- **Tarea 1**
En el texto sobre Jorge Glas, ¿con quién se le considera equiparable en la dimensión del daño causado?
- **Tarea 2**
Por favor, reanuda el texto sobre Jorge Glas a partir de su última oración.

- **Fuente**
━━━━━━━━━━━━━━━━━━━━━━━━━━━━━━
Avatar del Roberto Aguilar

Las pruebas sobre la culpabilidad de Jorge Glas son tantas y tan claras que, para creer en su inocencia, hace falta desconectar el cerebro y pensar lo que le digan’

Convicto con triple condena por corrupción nomás porque no ha habido tiempo de juzgarlo por otras causas; oportunista sin ideología devenido en líder de una izquierda que hace rato renunció a la elaboración de pensamiento para convertirse en administradora de una manada de borregos; plagiador de tesis de grado como si quisiera demostrar con ello que no hay un aspecto de su vida, uno solo, en el que esté dispuesto a actuar honestamente; hombre sin otros principios que no sean su irrefrenable codicia y su desprecio por el bien común; político sin ideas pero repleto de ocurrencias para llenar sus bolsillos y los de sus cómplices con plata pública... Jorge Glas Espinel es, sin lugar a dudas, el personaje más aborrecible y más dañino que ha surgido en el escenario político nacional desde el retorno a la democracia y, seguramente, desde mucho tiempo atrás. Solo equiparable con su jefe, el presidente prófugo, en la dimensión del daño causado. Que semejante delincuente se haya convertido en un héroe para miles de ecuatorianos que lo idolatran como a sabio y santo; que semejante adoración provenga del adoctrinamiento impartido por la que continúa siendo la mayor fuerza política del país, son hechos que hablan de una crisis de valores insoluble.
━━━━━━━━━━━━━━━━━━━━━━━━━━━━━━
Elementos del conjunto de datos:
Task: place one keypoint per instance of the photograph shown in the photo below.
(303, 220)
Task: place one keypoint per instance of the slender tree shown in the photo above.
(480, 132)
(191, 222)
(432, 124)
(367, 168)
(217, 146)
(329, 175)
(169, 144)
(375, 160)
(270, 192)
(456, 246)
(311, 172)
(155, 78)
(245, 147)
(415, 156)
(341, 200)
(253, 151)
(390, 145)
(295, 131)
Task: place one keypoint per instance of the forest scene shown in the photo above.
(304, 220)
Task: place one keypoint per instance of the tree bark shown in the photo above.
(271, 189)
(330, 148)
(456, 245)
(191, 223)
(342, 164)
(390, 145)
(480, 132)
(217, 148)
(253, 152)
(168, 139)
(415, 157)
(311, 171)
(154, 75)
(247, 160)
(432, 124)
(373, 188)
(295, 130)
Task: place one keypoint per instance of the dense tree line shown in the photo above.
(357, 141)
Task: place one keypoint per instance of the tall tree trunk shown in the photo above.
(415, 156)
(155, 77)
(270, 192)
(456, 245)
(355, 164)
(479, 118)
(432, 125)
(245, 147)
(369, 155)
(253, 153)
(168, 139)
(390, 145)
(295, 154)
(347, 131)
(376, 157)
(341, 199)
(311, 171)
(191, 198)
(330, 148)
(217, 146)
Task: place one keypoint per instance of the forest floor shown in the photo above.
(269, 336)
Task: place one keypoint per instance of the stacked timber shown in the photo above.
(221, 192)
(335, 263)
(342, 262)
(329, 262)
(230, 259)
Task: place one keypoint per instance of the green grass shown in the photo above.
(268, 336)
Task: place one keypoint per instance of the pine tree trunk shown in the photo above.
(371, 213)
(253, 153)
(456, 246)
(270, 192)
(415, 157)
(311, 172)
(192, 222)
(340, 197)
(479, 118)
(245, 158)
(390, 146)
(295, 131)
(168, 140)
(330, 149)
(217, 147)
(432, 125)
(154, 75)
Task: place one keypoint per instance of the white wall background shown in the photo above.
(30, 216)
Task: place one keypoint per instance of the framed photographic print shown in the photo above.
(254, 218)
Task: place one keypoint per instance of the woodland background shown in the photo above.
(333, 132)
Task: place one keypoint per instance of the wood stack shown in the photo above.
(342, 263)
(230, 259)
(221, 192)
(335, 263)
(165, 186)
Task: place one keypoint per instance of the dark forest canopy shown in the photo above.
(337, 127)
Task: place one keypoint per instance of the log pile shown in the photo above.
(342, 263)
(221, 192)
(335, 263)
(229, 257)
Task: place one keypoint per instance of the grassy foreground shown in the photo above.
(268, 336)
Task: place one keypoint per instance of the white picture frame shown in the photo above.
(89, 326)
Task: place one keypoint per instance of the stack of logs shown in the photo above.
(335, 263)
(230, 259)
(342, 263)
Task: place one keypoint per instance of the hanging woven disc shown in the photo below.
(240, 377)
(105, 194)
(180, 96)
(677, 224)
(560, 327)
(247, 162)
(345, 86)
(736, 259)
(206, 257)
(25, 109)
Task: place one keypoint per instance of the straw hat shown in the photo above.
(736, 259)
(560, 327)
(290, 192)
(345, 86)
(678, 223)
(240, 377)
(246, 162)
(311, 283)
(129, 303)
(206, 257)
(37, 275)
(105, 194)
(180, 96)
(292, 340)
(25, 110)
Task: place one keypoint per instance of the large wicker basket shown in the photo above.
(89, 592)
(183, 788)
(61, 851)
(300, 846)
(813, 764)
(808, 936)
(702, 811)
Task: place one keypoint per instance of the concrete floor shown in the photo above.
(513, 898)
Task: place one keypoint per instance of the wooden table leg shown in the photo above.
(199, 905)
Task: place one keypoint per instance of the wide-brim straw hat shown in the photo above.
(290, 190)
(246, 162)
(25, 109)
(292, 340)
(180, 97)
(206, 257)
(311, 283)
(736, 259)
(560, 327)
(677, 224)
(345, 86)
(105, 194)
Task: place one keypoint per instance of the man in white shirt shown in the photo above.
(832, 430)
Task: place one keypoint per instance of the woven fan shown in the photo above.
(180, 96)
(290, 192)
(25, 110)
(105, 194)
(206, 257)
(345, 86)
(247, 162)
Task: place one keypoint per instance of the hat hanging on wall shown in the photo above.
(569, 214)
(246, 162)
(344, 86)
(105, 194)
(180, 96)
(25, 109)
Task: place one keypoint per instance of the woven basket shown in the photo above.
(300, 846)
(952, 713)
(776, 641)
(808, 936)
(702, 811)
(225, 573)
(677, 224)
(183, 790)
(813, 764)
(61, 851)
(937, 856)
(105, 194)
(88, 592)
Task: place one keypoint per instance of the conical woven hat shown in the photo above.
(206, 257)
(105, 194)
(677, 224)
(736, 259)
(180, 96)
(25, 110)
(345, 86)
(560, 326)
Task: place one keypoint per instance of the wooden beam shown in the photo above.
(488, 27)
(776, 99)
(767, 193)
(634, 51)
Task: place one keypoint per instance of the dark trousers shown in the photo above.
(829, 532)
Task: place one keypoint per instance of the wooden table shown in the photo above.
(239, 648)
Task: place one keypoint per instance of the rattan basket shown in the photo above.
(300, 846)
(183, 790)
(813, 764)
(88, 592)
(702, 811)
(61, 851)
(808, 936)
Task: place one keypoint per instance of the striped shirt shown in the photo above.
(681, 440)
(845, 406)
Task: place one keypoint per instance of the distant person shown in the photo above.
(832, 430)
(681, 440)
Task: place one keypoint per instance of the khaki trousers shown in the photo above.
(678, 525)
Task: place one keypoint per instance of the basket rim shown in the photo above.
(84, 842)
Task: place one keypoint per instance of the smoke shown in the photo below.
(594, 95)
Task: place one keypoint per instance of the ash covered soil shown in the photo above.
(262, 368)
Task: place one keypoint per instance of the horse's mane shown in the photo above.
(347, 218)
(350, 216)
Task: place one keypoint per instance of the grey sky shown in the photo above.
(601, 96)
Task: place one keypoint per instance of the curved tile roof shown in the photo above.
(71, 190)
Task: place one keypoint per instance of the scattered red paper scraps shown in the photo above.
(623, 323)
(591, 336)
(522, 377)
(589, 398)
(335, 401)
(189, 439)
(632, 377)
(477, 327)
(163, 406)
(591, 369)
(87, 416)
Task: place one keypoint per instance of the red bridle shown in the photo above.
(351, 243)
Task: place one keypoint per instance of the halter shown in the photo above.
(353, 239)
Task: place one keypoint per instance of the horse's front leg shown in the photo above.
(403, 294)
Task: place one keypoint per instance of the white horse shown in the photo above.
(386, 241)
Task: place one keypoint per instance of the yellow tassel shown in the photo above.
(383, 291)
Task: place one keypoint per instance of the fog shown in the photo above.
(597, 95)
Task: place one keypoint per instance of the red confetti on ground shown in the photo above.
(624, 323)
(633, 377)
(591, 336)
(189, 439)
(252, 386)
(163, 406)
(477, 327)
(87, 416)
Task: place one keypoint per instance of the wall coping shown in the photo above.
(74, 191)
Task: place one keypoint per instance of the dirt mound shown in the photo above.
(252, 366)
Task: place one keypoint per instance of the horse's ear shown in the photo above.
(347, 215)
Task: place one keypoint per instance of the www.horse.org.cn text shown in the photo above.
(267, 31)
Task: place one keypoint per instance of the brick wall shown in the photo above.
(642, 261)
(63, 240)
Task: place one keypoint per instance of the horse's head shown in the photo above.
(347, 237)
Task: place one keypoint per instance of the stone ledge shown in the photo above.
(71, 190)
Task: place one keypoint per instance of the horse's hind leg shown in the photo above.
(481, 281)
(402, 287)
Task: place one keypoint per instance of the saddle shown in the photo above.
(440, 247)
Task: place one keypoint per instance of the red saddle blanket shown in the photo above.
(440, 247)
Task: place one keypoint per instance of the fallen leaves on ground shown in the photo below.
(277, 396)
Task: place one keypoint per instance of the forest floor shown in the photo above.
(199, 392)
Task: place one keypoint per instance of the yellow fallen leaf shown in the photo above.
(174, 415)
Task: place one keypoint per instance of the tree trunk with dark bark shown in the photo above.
━━━━━━━━━━━━━━━━━━━━━━━━━━━━━━
- **Respuesta escrita 1**
Con su jefe, el presidente prófugo.

- **Respuesta escrita 2**
¿Qué hacer con ellos, los seguidores de Jorge Glas? Para empezar, son gente que se niega a considerar las evidencias. Porque las pruebas sobre la culpabilidad del exvicepresidente correísta son abundantes, públicas y diáfanas, y para desconocerlas hace falta una altísima dosis de obcecación, una falta absoluta de sentido crítico, una disposición irreductible a negar la realidad y una capacidad ilimitada para no pensar o para pensar lo que le den pensando otros, que para el caso es lo mismo. "Estamos aquí para pensar el pensamiento del comandante Chávez", decía en un encuentro (de intelectuales, nada menos) el comunista español Juan Carlos Monedero, con su cabeza de ladrillo y su apellido tan apropiado para sus aspiraciones. Ese es el militante del siglo XXI: uno que necesita que le den pensando. ¿Cómo se convive con gente así en democracia? Porque estar aquí para pensar el pensamiento... ¡de Marcela Aguiñaga o de Roberto Cuero!, ¡de Paola Pabón o de Virgilio Hernández!, ¡de Marcela Holguín o de Lenin Lara!... Hay que estar dispuesto a colocarse a uno mismo en niveles intelectuales fronterizos. Queda por preguntarse qué sienten los dirigentes de un partido que, para sobrevivir y avanzar, necesita de masas lo suficientemente ignorantes o imbéciles como para desconectar el cerebro y escuchar a... ¡Pamela Aguirre! Y creerse cuando le dicen que Glas es inocente. "Soy borrego y no lo niego", decía el cantautor correísta Hugo Idrovo. Pues eso.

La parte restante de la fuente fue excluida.